## The request
Extend the passage below on Karma's childhood in Berlin, beginning immediately after its final sentence.

### Excerpted passage

Her own family's economic circumstances affected her less than did encounters with the more dire circumstances other Berliners were facing. "I can remember as a child, that while traveling on the streetcar, people on the platform fell over from hunger." She saw "people everywhere on the streets offering themselves for any work. Like experienced salesmen stood on the Kurfuerstendamm or Unter den Linden, carrying cardboard signs saying who they were and that they desperately needed work."

Also, a friend of her father's took it upon himself to show her and her sister more, "because we were such protected city girls." He owned a small factory in a "workers'" section of eastern Berlin and took them to see the workers' wretched homes. She recalled being aghast at the sight of tiny buildings in rows one behind the other, each darker than the one in front, "without any comforts, only toilets in the yards or maybe in the stairwell." Worse were the homes themselves -- "one room with a kitchen, and dark and dirty." And crowded. To earn some money, women with "an insane number of children" rented out one of their own beds for a number of hours a day to "sleep guys" -- men who may have found some work somewhere, but could not afford to rent a whole room. While the "sleep guys" slept, the children lay in their parents' bed or on the floor. The tour met its purpose. "We were so shaken."

Just before the Nazi takeover of Germany, Karma's own family had a break. Her father got another bank director job, at a private bank.

Just after the Nazi takeover, his many Jewish colleagues and friends began trying to leave Germany. She said he often helped them quickly sell their possessions to get money to leave, and probably did not realize how illegal his actions were. In one of her many descriptions of him, she said, "He was a very soft human being and also very cautious."

By the following year, Karma's life had changed completely. The memory of a nine year old: "I can recall as a child someone coming to us asking for help and money. It's a little vague. I was young. It must have been 1934. It was a completely harmless man. He had a daughter who was a chambermaid in one of the big hotels. And the SS believed she had enabled this writer, Erich Maria Remarque, who wrote All Quiet on the Western Front, to get certain papers so that he could flee the country. And the daughter somehow had also disappeared. I don't know if she went with this man. In any event, they [took] the poor father into the SS barracks, there was a big Gestapo headquarters, and then they interrogated the man and smashed his glasses, smashed out all his teeth, and blue and... And this man, they didn't get anything out of him. Then they let him go. And he came, because he heard about us, there you'll get help, to my father. And wanted money because he had none at all." The man especially needed to buy new glasses. "I saw this man. And we as children somehow figured it out. It was whispered, of course. And children, as much as possible, should know nothing at all, because that was too dangerous." I asked if her father gave him money. "Ja, of course. Certainly."

######
### Raw records

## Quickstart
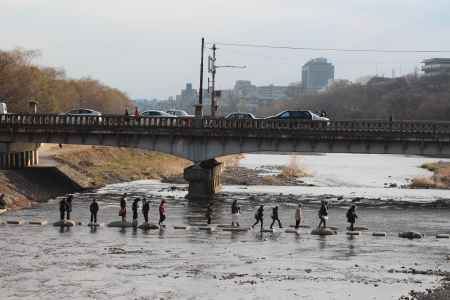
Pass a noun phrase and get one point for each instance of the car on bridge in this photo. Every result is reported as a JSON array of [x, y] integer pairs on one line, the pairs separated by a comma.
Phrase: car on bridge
[[179, 113], [298, 115], [240, 116], [85, 112], [157, 114]]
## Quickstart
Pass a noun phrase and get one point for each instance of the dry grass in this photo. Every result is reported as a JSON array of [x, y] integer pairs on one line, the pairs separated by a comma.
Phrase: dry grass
[[105, 165], [294, 169], [440, 178]]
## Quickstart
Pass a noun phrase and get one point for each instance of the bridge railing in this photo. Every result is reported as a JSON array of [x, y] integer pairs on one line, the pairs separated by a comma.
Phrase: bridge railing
[[129, 122], [341, 126], [101, 122]]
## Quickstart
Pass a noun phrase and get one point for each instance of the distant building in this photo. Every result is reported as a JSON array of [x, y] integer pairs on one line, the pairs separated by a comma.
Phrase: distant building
[[271, 92], [316, 73], [436, 66], [244, 89]]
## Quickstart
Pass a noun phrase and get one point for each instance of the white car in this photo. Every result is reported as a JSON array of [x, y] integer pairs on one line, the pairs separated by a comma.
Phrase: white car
[[157, 114], [298, 115], [179, 113], [240, 116], [84, 112]]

######

## Final result
It is perhaps not surprising that as the years passed and the Third Reich intensified its presence, Karma followed her parents' earlier example, and sprouted her own wings. "I must tell you completely honestly, I went through this time as in a dream. The way of living did not suit me and I knew my parents were also completely opposed to it and friends, too, our whole circle of friends. And during the whole time I fled into a dream world. For me, America was simply "the" land of freedom. Up until America entered the war, we still could see American films, ja, Hollywood drivel. We went to every American film there was anywhere. We didn't go to school and went to any matinee to watch every American film, no matter how bad. And collected pictures of the American actors there were then and they hung in our rooms." Robert Taylor and Clark Gable decorated her bedroom wall. Also, "there were stores here where, if they knew you, you could get jazz records in the back room. And those of course
were the things to have. That was just what you did."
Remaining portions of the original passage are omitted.